◆ **Document text**:
[Start of Attachment]

Creating a unified patient record has been critical to supporting care coordination at Franciscan Health.

Bharadwaj explained the hospital system made what they refer to as “pods,” which provide physicians with a look at the patient from several different angles.

“If you take an average high comorbidity patient, you might have a pulmonologist, a cardiologist, an intensivist, and a PCP associated with the pod. All of them need to see the data that's happening with the patient. If it's the specialist that's seeing the patient afterward or the PCP that's seeing them today, or if the other specialists saw them last week, they all have to have the patient information in their hands,” Bharadwaj explained.

Potential challenges and goals moving forward

Although the use of a unified patient record can significantly advance whole-person care and outcomes, it is not without its challenges.

“The challenges that can arise is that you could be flooded with data because the patient might have data in several locations that you might pull together, and then it becomes difficult for the person in front of you to handle all of that information. That's one of the biggest challenges,” Bharadwaj stated.

While pulling together large amounts of data from several locations can be challenging in terms of organization, Bharadwaj explained that issues could also arise due to user error.

“The second biggest challenge is the person who is sitting in front of the camera, or the computer could forget the ability to use that data as well or could just choose to not use the data at all,” Bharadwaj said.

“We have to educate them on the value of what they're seeing in front of them. We have to give it to them in a way that makes sense in snippets rather than in bulk. We must give them something actionable in a very transparent but not jarring manner to get them to utilize their information effectively.”

But by providing the necessary education and improving the accessibility of patient data, health systems can enable medical professionals to develop better treatment plans based on the patient’s unique needs.

[End of Attachment]

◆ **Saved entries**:
[Start of Attachment]

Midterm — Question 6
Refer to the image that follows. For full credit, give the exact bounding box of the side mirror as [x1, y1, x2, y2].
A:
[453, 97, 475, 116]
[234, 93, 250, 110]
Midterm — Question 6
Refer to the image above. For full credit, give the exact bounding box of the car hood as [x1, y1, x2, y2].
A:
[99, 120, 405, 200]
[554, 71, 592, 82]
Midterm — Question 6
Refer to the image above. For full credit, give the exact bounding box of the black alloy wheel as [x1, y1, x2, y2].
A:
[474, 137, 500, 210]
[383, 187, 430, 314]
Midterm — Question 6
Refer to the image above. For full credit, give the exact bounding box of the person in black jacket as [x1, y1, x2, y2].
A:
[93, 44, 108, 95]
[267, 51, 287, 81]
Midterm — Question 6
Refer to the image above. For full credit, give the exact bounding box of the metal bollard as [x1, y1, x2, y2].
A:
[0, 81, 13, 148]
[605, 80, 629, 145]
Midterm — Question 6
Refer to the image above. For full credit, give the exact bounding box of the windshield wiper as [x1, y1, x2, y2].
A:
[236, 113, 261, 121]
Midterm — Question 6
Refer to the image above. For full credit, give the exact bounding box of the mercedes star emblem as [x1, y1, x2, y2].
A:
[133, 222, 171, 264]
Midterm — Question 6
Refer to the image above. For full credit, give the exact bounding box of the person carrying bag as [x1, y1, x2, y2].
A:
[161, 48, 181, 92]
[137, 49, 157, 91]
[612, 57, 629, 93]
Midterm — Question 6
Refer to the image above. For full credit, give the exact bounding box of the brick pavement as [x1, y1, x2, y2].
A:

[End of Attachment]

◆ **Activity list**:
a) In the passage on unified patient records, rewrite the part from "Creating a unified" up to and including "several different angles.", substituting "the health system" for "Franciscan Health".
b) Write a continuation of the passage on unified patient records, starting after its last sentence.

◆ **Results for each task**:
a)
Creating a unified patient record has been critical to supporting care coordination at the health system.

Bharadwaj explained the hospital system made what they refer to as “pods,” which provide physicians with a look at the patient from several different angles.

b)
Bharadwaj explained that when more data and information is provided to physicians, they can better understand how to treat the patient and produce positive outcomes. This data expands past what a physician’s specialization might be.

“If I can get genomic data of that patient, the data of their families, their information about what they did in the past, that will be helpful to get a better picture. Lastly, we must look at social determinants of health. The SDOH [data] examines the situations that the patient has had in the past in terms of location, types of care, and more. This data provides physicians, clinicians, nurses, and caregivers with the complete information about the patient,” Bharadwaj said.

As Franciscan Health continues its partnership with Innovaccer and grows its unified patient records, the organization plans to advance its whole-person care practices to improve outcomes.

“We have only started scratching the surface by pulling in some EMR information, claims information today. We have several other data sources that we are going to be incorporating as we move forward. That is where we are today in 2022,” Bharadwaj continued.

“As we grow with this model and as we encompass all of this other data that I talked about, we will make it rich enough for what you would typically see as predictive analytics associated with a particular patient, delivering a personalized care plan and care record for the patient.”